Count the lines holding the string "instance" in the records, and give only the count.

(Stored data entries)
--------------------
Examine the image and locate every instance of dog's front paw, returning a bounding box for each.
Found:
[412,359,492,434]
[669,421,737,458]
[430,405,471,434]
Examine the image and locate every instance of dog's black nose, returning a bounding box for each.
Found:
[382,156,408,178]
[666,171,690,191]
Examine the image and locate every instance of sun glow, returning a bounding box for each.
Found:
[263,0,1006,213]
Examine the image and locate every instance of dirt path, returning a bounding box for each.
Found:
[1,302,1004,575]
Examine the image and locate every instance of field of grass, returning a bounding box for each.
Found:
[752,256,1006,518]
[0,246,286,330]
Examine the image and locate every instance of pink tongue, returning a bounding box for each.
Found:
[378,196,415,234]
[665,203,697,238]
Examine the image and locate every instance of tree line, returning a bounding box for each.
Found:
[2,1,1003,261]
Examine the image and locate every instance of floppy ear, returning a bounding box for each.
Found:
--------------------
[OUTPUT OF THE EXERCISE] 8